START Recorded data

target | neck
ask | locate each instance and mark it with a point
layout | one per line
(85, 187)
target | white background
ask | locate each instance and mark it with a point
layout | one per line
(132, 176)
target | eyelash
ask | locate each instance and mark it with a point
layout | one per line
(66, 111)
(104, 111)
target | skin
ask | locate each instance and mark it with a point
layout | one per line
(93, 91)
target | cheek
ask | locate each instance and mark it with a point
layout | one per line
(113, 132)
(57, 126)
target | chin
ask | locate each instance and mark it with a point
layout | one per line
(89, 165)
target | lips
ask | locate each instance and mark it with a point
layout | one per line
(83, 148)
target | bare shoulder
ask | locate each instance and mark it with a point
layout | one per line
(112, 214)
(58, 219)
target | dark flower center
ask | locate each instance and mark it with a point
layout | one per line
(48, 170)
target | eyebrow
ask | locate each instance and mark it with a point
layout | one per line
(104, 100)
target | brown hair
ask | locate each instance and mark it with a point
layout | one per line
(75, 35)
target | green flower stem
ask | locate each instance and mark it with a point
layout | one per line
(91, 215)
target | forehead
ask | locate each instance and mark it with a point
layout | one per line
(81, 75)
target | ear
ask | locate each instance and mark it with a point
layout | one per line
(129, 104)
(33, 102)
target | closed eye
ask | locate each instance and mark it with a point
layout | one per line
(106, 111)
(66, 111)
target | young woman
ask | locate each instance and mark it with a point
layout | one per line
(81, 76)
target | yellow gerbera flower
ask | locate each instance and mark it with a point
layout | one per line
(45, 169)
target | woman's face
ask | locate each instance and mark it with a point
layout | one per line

END Recorded data

▶ **Description of the task**
Pull every line containing "flower" from the data.

▶ **Solution for this exercise**
target | dark flower center
target | green flower stem
target | yellow gerbera flower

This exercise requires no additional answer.